Labeling entries for object positions
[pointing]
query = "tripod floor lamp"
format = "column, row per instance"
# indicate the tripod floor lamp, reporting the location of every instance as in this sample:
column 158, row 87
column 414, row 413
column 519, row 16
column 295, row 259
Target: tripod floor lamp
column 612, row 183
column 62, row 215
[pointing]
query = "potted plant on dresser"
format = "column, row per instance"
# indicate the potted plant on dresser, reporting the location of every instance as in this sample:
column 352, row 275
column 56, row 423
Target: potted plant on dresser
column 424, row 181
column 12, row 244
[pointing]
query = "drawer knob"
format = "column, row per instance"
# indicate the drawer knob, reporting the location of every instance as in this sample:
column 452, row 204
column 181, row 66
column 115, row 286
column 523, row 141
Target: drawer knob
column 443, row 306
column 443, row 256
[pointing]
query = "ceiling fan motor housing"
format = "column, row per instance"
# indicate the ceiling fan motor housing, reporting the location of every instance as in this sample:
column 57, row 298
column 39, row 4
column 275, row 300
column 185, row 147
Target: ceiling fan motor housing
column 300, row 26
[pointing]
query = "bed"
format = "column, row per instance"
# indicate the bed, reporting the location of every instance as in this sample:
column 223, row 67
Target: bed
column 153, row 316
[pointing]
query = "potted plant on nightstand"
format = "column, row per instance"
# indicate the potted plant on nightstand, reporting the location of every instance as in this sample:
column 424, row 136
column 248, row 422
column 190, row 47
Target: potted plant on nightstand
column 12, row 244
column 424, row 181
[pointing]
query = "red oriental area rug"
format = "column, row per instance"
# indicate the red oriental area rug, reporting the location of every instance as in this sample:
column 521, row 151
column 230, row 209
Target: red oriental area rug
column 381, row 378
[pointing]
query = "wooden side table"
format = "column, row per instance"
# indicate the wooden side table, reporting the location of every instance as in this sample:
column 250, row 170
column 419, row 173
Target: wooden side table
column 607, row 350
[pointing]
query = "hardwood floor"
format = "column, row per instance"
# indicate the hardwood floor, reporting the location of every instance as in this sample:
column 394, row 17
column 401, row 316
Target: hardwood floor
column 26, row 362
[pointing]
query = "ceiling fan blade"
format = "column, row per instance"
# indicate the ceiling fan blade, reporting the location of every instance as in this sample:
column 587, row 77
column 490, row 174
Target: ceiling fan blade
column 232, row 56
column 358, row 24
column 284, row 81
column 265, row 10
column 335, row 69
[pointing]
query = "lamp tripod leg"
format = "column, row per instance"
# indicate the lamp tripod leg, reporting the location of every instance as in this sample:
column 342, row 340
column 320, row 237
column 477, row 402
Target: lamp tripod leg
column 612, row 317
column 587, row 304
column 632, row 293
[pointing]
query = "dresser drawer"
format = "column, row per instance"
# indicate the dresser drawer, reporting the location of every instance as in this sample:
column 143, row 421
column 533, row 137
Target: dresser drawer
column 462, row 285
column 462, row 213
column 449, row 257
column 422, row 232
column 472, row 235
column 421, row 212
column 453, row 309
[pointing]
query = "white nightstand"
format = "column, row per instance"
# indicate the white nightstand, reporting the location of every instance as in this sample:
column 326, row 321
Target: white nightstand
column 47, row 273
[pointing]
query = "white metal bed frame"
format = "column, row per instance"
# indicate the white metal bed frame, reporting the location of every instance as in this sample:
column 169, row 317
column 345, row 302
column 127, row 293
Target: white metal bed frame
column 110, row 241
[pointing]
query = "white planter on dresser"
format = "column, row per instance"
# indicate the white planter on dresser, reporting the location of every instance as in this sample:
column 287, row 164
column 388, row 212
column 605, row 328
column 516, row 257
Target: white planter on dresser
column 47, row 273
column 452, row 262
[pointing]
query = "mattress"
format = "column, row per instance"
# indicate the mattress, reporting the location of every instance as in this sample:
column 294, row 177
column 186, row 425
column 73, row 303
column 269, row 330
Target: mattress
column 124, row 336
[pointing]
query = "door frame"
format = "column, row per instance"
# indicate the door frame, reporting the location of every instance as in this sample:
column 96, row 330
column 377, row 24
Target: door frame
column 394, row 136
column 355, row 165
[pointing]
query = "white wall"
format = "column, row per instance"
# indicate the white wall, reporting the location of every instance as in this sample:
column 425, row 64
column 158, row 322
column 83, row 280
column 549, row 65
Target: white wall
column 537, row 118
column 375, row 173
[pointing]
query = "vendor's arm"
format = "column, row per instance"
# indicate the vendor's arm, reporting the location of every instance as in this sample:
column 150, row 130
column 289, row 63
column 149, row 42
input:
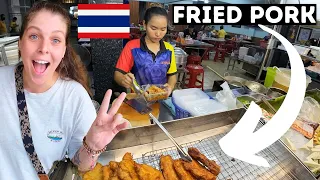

## GIVEN TASK
Convert every line of the material above into a numbered list, omitting blank lines. Leave the pictures out of the answer.

## SOLUTION FOR THIS PROBLEM
1. [pointing]
2. query = "tripod floor lamp"
3. format = "column, row per instance"
4. # indicate the tripod floor lamp, reporting the location of every instance as in this sample:
5. column 158, row 87
6. column 414, row 413
7. column 519, row 16
8. column 295, row 259
9. Target: tripod floor lamp
10. column 612, row 183
11. column 62, row 215
12. [pointing]
13. query = "potted plant on dresser"
14. format = "column, row per instance"
15. # indicate the potted plant on dresser, reporting the location of every instance as in this sample:
16. column 352, row 275
17. column 56, row 423
18. Target: potted plant on dresser
19. column 424, row 181
20. column 12, row 244
21. [pointing]
22. query = "drawer knob"
23. format = "column, row per instance"
24. # indicate the drawer knob, reporting the location of every instance as in this sample:
25. column 452, row 204
26. column 181, row 66
27. column 115, row 286
28. column 523, row 141
29. Target: drawer knob
30. column 443, row 306
31. column 443, row 256
32. [pointing]
33. query = "ceiling fan motor housing"
34. format = "column, row per instance"
35. # indicate the ceiling fan motor housing, reporting the location of every instance as in this sample:
36. column 57, row 298
37. column 39, row 4
38. column 275, row 300
39. column 185, row 147
40. Target: ceiling fan motor housing
41. column 300, row 26
42. [pointing]
43. query = "bed"
44. format = "column, row per instance"
45. # indicate the bed, reporting the location of every instance as in this sample:
46. column 223, row 67
47. Target: bed
48. column 153, row 316
49. [pointing]
50. query = "potted plant on nightstand"
51. format = "column, row per instance"
52. # indicate the potted plant on nightstand, reporting the location of every instance as in this sample:
53. column 424, row 136
54. column 248, row 422
55. column 190, row 47
56. Target: potted plant on nightstand
57. column 12, row 244
58. column 424, row 181
59. [pointing]
60. query = "red oriental area rug"
61. format = "column, row per instance"
62. # indicate the red oriental area rug, reporting the location of every instance as in this sample:
63. column 521, row 151
64. column 230, row 209
65. Target: red oriental area rug
66. column 381, row 378
67. [pointing]
68. query = "wooden side table"
69. format = "column, row per instance"
70. # indicate the wooden side table, reporting the location of every instance as in this sample:
71. column 250, row 170
72. column 419, row 173
73. Target: wooden side table
74. column 607, row 350
75. [pointing]
76. query = "hardwood floor"
77. format = "column, row per instance"
78. # indicate the hardwood floor, reporting the location of every instance as in this sample:
79. column 394, row 17
80. column 401, row 316
81. Target: hardwood floor
82. column 26, row 362
83. [pointing]
84. query = "ceiling fan blade"
85. format = "column, row per instance"
86. # indicate the ceiling fan blade, reporting the location of every instance as in this sample:
87. column 587, row 77
88. column 490, row 174
89. Target: ceiling fan blade
90. column 232, row 56
91. column 358, row 24
92. column 284, row 81
93. column 265, row 10
94. column 335, row 69
95. [pointing]
96. query = "lamp tripod leg"
97. format = "column, row per instance"
98. # indicate the lamp tripod leg, reporting the location of every instance as in this sample:
99. column 342, row 340
100. column 320, row 237
101. column 477, row 402
102. Target: lamp tripod leg
103. column 612, row 317
104. column 587, row 304
105. column 632, row 293
106. [pointing]
107. query = "dresser drawer"
108. format = "column, row per instance"
109. # indicate the dresser drawer, reporting the location of every instance as in this sample:
110. column 143, row 421
111. column 533, row 137
112. Target: dresser drawer
113. column 462, row 285
114. column 462, row 213
115. column 449, row 257
116. column 422, row 232
117. column 472, row 235
118. column 421, row 212
119. column 453, row 309
120. [pointing]
121. query = "white nightstand"
122. format = "column, row per instance"
123. # indicate the white nightstand, reporting the location of every instance as in this sample:
124. column 326, row 321
125. Target: white nightstand
126. column 47, row 273
127. [pointing]
128. query = "white metal bed frame"
129. format = "column, row per instance"
130. # indicate the white metal bed frame, reporting the location of every instance as in this sample:
131. column 169, row 317
132. column 345, row 302
133. column 127, row 293
134. Target: white metal bed frame
135. column 110, row 241
136. [pointing]
137. query = "white planter on dresser"
138. format = "column, row per instance"
139. # indicate the white planter on dresser, reporting the location of every instance as in this sample:
140. column 287, row 164
141. column 388, row 212
142. column 605, row 328
143. column 516, row 257
144. Target: white planter on dresser
145. column 47, row 273
146. column 452, row 262
147. [pointing]
148. query = "mattress"
149. format = "column, row per instance"
150. # indicate the mattress, reporting the location of every instance as in this sample:
151. column 294, row 177
152. column 186, row 425
153. column 73, row 303
154. column 269, row 330
155. Target: mattress
156. column 124, row 336
157. [pointing]
158. query = "door frame"
159. format = "column, row per instance"
160. # indicate the door frame, reporting the location of every instance as in this sample:
161. column 96, row 330
162. column 377, row 24
163. Target: door frame
164. column 394, row 136
165. column 355, row 165
166. [pointing]
167. query = "white wall"
168. format = "column, row per instance"
169. # indicate the white wall, reporting the location of every instance as in this sample:
170. column 425, row 64
171. column 158, row 322
172. column 83, row 280
173. column 549, row 65
174. Target: white wall
175. column 537, row 118
176. column 375, row 173
177. [pointing]
178. query = "vendor's arm"
179. format = "column, row per instance"
180. # indicate the vendor's arm, reporting the location of every instance as in this sample:
181. column 150, row 130
182. column 289, row 63
183. column 149, row 42
184. input:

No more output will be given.